All lines below containing "along" are to be listed.

....................

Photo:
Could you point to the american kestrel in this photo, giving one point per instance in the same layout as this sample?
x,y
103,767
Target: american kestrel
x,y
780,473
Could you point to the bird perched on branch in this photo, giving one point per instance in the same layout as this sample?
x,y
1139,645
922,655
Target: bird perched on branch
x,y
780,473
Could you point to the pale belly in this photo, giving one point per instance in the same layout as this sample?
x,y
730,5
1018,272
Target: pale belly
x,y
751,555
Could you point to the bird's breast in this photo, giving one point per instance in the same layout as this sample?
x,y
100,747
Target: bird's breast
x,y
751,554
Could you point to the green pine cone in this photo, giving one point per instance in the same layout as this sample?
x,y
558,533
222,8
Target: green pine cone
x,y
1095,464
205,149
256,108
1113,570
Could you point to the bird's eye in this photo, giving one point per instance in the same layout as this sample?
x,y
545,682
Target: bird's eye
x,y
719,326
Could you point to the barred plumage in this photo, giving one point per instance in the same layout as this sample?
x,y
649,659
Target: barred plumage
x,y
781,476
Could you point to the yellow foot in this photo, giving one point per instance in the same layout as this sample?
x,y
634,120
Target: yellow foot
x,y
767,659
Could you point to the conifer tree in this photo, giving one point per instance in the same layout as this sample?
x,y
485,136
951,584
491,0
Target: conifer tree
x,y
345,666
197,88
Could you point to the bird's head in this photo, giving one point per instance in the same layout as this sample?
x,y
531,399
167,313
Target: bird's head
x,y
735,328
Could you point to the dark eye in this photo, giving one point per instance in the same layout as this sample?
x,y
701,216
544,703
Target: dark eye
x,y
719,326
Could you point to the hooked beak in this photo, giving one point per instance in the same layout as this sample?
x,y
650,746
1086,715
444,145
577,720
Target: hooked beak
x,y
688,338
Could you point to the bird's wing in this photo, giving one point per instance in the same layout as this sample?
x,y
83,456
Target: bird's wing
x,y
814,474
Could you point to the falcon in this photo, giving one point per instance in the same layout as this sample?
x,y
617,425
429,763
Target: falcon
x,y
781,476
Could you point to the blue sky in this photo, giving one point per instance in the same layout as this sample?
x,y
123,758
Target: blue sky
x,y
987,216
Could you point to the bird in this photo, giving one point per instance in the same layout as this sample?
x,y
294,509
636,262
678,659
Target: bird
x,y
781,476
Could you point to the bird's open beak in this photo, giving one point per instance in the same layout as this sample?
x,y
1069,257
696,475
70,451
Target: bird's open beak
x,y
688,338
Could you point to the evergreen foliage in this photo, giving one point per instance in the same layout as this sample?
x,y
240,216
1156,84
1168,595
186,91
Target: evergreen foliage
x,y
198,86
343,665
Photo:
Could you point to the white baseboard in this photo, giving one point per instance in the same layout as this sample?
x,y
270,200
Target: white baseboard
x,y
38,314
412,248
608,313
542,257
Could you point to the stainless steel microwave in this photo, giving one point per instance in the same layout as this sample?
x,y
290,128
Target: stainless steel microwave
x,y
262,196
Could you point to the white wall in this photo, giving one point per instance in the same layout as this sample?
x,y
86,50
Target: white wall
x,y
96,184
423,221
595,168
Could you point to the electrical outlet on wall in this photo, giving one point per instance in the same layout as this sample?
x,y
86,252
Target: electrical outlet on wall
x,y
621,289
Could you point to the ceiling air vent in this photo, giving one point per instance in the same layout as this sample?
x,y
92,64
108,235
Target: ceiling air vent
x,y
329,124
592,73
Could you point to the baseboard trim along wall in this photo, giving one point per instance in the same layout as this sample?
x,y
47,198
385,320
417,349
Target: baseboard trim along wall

....................

*YOUR RESPONSE:*
Could you point to the baseboard trim along wall in this photo, giving one point per instance in the same layout as this sample?
Target: baseboard trim along wall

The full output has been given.